*Auszug der Einträge*:
-------------------------

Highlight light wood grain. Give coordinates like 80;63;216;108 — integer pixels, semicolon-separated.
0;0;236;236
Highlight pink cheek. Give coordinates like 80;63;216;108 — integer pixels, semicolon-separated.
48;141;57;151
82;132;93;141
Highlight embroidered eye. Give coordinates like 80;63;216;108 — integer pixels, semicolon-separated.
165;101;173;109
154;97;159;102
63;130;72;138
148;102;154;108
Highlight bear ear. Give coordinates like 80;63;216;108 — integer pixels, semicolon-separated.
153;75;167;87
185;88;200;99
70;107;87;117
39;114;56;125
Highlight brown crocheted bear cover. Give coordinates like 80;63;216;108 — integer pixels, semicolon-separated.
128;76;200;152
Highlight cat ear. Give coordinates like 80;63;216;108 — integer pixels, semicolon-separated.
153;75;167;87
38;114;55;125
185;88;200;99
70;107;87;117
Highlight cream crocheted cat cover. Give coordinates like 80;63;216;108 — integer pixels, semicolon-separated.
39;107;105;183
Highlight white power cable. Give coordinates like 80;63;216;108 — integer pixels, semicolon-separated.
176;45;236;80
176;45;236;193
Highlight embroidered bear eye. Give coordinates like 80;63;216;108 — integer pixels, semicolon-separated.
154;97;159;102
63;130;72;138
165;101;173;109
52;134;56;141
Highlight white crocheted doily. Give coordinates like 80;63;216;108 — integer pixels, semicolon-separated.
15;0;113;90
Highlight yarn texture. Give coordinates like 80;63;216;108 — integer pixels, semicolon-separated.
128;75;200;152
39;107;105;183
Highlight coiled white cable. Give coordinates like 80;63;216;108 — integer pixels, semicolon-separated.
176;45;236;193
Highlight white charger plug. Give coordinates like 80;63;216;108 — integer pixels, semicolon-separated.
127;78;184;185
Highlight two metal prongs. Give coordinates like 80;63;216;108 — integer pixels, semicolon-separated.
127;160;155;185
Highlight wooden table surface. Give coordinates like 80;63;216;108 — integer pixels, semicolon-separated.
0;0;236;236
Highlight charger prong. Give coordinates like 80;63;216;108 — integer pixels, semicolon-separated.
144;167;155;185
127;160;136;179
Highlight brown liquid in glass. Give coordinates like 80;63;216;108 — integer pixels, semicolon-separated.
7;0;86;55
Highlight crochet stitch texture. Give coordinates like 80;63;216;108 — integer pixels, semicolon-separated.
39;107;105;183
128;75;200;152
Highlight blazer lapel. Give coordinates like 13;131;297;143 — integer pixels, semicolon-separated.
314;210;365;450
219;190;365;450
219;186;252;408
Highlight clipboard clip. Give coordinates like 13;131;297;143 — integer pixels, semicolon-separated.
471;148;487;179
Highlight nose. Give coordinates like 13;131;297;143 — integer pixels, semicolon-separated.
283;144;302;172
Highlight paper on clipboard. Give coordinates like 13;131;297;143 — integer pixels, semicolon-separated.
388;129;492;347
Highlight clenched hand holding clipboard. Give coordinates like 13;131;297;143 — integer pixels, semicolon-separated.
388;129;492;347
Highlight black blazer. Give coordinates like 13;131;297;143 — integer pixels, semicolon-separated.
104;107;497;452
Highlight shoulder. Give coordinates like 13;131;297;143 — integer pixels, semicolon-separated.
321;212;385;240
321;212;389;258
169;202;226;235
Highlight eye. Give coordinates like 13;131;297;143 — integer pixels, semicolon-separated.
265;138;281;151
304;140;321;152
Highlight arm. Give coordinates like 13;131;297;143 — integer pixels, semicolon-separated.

-------------------------

Schreib die Einträge oben Zeile für Zeile unverändert ab.

Highlight light wood grain. Give coordinates like 80;63;216;108 — integer pixels, semicolon-separated.
0;0;236;236
Highlight pink cheek. Give coordinates like 80;63;216;108 — integer pixels, semicolon-separated.
48;141;57;151
82;132;93;141
Highlight embroidered eye. Give coordinates like 80;63;216;108 — integer pixels, semicolon-separated.
165;101;173;109
154;97;159;102
63;130;72;138
148;102;154;108
Highlight bear ear. Give coordinates like 80;63;216;108 — integer pixels, semicolon-separated.
153;75;167;87
185;88;200;99
70;107;87;117
39;114;56;125
Highlight brown crocheted bear cover. Give coordinates like 80;63;216;108 — integer pixels, semicolon-separated.
128;76;200;152
Highlight cat ear. Give coordinates like 80;63;216;108 — integer pixels, semicolon-separated.
153;75;167;87
38;114;55;125
185;88;200;99
70;107;87;117
Highlight cream crocheted cat cover. Give coordinates like 80;63;216;108 — integer pixels, semicolon-separated.
39;107;105;183
Highlight white power cable. Give coordinates like 80;63;216;108 — integer pixels, semicolon-separated.
176;45;236;80
176;45;236;193
Highlight embroidered bear eye. Give coordinates like 80;63;216;108 — integer pixels, semicolon-separated.
154;97;159;102
63;130;72;138
165;101;173;109
52;134;56;141
Highlight white crocheted doily. Give coordinates like 80;63;216;108 — integer pixels, semicolon-separated.
15;0;113;90
Highlight yarn texture. Give coordinates like 80;63;216;108 — integer pixels, semicolon-separated.
128;75;200;152
39;107;105;183
Highlight coiled white cable. Give coordinates like 80;63;216;108 — integer pixels, semicolon-separated.
176;45;236;193
Highlight white charger plug. Give coordinates like 80;63;216;108 — integer pixels, semicolon-separated.
127;78;184;185
Highlight two metal prongs. Give coordinates like 80;63;216;108 — integer pixels, semicolon-separated.
127;160;155;185
Highlight wooden table surface. Give coordinates like 80;63;216;108 — integer pixels, semicolon-separated.
0;0;236;236
Highlight charger prong. Give coordinates like 80;63;216;108 — integer pixels, semicolon-separated.
144;167;155;185
127;160;136;179
Highlight brown liquid in glass. Give coordinates like 80;63;216;108 — integer pixels, semicolon-separated.
7;0;86;55
Highlight crochet stitch texture. Give coordinates like 80;63;216;108 — integer pixels, semicolon-separated.
39;107;105;183
128;75;200;152
Highlight blazer lapel. Give coordinates like 13;131;297;143 — integer pixels, semicolon-separated.
314;210;365;450
219;190;365;450
219;186;252;408
Highlight clipboard clip. Give coordinates like 13;131;297;143 — integer pixels, semicolon-separated.
471;148;487;179
Highlight nose. Give coordinates like 13;131;297;143 — integer pixels, semicolon-separated.
283;144;302;172
Highlight paper on clipboard. Give coordinates like 13;131;297;143 — integer pixels, semicolon-separated.
388;129;492;347
Highlight clenched hand holding clipboard. Give coordinates like 13;131;297;143 — integer pixels, semicolon-separated.
388;129;492;347
Highlight black blazer. Give coordinates like 13;131;297;143 — integer pixels, semicolon-separated.
104;107;497;452
Highlight shoulder. Give coordinates like 13;131;297;143 — integer pixels, semicolon-separated.
321;212;385;240
321;212;389;258
169;202;226;235
Highlight eye. Give coordinates like 13;131;297;143 — integer pixels, semicolon-separated.
265;138;281;151
304;140;321;152
Highlight arm. Give coordinates like 13;131;297;143 — integer pixels, semicolon-separated.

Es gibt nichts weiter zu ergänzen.